— Start DOCUMENT EXTRACT —
Moreover, I find many claims very strong and confrontative (e.g. L21f, L111) and not well-balanced. To really spark the debate (and not a battle) I would have liked a more balanced and substantiated formulation.

Detailed comments:

L43: I would argue that this is the debate throughout in pedology. At least not only recently.

L49: Why do you limit the perspective to abiotic boundary conditions when you actually argure for an ecosystem perspective? Biodiversity, niches, disturbances, stressors, carbon pools are not all determined by climate and geology. Moreover, at least most temperate soils do not develop directly from bedrock material but on deposited material from rather old geomorphological processes (which include path-dependendtdevelopment options). Pointing to this, soil degradation and soil loss too is an important and largely irreversible process with severe implications on regional hydrological and biogeochemical cycles.

L59: I think I have an idea what you intend to express, but since this simplistic/reductionist pedotransfer approach has a couple of implications which could be challenged. I suggest to clarify this sentence a little more and link to the debates in soil physics and the pedotransfer community.
— End DOCUMENT EXTRACT —
▶ _WHAT TO WORK ON_
Could you write out, word for word, the part of the soil manuscript review from "L49: Why do" up to and including "and biogeochemical cycles."?
— Start RAW RECORDS —
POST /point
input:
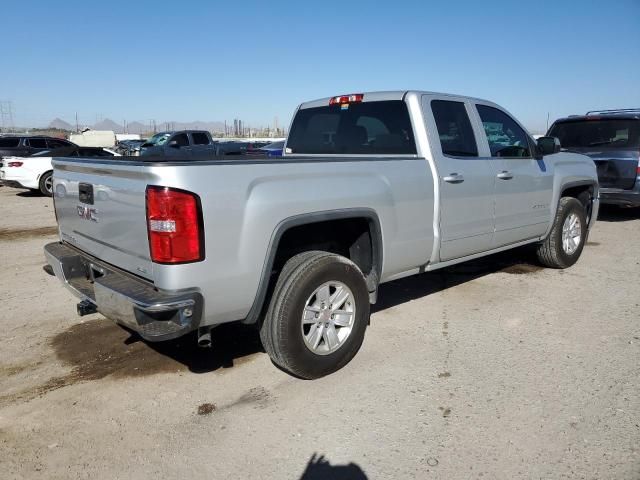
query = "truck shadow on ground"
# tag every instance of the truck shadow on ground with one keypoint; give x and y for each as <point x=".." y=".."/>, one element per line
<point x="613" y="213"/>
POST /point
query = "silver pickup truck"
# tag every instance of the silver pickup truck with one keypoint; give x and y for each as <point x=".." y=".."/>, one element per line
<point x="371" y="188"/>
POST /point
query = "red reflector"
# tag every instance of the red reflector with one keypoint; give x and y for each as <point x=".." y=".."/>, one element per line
<point x="174" y="222"/>
<point x="342" y="99"/>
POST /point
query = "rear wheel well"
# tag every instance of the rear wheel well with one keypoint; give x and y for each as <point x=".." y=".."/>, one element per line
<point x="355" y="238"/>
<point x="584" y="194"/>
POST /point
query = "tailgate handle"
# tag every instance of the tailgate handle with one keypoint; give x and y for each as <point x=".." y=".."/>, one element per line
<point x="85" y="193"/>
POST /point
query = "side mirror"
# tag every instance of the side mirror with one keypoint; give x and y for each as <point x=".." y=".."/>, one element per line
<point x="548" y="145"/>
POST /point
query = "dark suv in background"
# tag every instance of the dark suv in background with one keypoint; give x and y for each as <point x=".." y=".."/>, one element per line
<point x="24" y="146"/>
<point x="612" y="139"/>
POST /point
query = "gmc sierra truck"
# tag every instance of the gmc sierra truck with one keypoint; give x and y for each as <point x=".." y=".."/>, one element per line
<point x="371" y="188"/>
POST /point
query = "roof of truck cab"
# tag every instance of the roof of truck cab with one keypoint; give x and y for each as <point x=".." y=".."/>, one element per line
<point x="379" y="96"/>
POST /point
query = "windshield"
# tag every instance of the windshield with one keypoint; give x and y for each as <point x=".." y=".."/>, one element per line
<point x="609" y="132"/>
<point x="158" y="139"/>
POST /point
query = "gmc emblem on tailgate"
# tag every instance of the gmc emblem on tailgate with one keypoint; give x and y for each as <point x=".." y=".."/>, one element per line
<point x="87" y="213"/>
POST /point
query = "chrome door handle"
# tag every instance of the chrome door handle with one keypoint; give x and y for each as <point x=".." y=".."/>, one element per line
<point x="454" y="178"/>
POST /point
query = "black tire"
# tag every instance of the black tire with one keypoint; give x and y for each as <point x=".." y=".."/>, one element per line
<point x="282" y="333"/>
<point x="46" y="187"/>
<point x="551" y="252"/>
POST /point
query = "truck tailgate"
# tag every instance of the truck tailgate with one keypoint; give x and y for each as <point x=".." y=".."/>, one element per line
<point x="101" y="209"/>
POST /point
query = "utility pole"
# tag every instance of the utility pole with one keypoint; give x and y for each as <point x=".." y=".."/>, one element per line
<point x="6" y="115"/>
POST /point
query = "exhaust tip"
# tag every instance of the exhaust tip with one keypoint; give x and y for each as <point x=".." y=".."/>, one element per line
<point x="204" y="338"/>
<point x="85" y="307"/>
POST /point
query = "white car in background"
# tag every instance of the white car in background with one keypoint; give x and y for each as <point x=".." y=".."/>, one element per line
<point x="34" y="172"/>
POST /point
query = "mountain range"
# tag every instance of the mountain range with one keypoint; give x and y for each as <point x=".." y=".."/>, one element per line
<point x="140" y="127"/>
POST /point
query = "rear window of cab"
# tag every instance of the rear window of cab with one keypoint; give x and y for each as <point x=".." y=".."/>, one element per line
<point x="373" y="128"/>
<point x="598" y="132"/>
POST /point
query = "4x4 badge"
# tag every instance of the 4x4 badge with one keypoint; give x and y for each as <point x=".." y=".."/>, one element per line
<point x="87" y="213"/>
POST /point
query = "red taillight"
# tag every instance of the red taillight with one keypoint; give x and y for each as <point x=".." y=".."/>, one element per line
<point x="344" y="99"/>
<point x="174" y="221"/>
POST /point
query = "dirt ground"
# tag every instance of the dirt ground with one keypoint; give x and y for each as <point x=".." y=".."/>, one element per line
<point x="495" y="369"/>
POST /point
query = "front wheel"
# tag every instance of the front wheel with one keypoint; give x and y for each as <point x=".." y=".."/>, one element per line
<point x="565" y="242"/>
<point x="46" y="184"/>
<point x="317" y="315"/>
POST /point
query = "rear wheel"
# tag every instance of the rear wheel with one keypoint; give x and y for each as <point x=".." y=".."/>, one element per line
<point x="317" y="315"/>
<point x="46" y="184"/>
<point x="565" y="242"/>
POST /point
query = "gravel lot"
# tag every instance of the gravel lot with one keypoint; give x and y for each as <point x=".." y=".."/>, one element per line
<point x="494" y="369"/>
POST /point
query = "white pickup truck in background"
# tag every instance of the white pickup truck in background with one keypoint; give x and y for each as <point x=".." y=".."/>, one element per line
<point x="372" y="187"/>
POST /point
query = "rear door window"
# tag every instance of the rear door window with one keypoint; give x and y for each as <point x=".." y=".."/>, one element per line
<point x="454" y="129"/>
<point x="9" y="142"/>
<point x="37" y="142"/>
<point x="200" y="138"/>
<point x="594" y="132"/>
<point x="506" y="138"/>
<point x="373" y="128"/>
<point x="181" y="139"/>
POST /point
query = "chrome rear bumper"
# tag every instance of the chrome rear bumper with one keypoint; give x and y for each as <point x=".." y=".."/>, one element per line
<point x="124" y="298"/>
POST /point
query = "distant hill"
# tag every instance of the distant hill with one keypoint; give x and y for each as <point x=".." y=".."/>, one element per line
<point x="60" y="124"/>
<point x="108" y="124"/>
<point x="140" y="127"/>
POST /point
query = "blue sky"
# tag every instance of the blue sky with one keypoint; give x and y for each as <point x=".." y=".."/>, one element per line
<point x="212" y="60"/>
— End RAW RECORDS —
▶ _FULL ANSWER_
L49: Why do you limit the perspective to abiotic boundary conditions when you actually argure for an ecosystem perspective? Biodiversity, niches, disturbances, stressors, carbon pools are not all determined by climate and geology. Moreover, at least most temperate soils do not develop directly from bedrock material but on deposited material from rather old geomorphological processes (which include path-dependendtdevelopment options). Pointing to this, soil degradation and soil loss too is an important and largely irreversible process with severe implications on regional hydrological and biogeochemical cycles.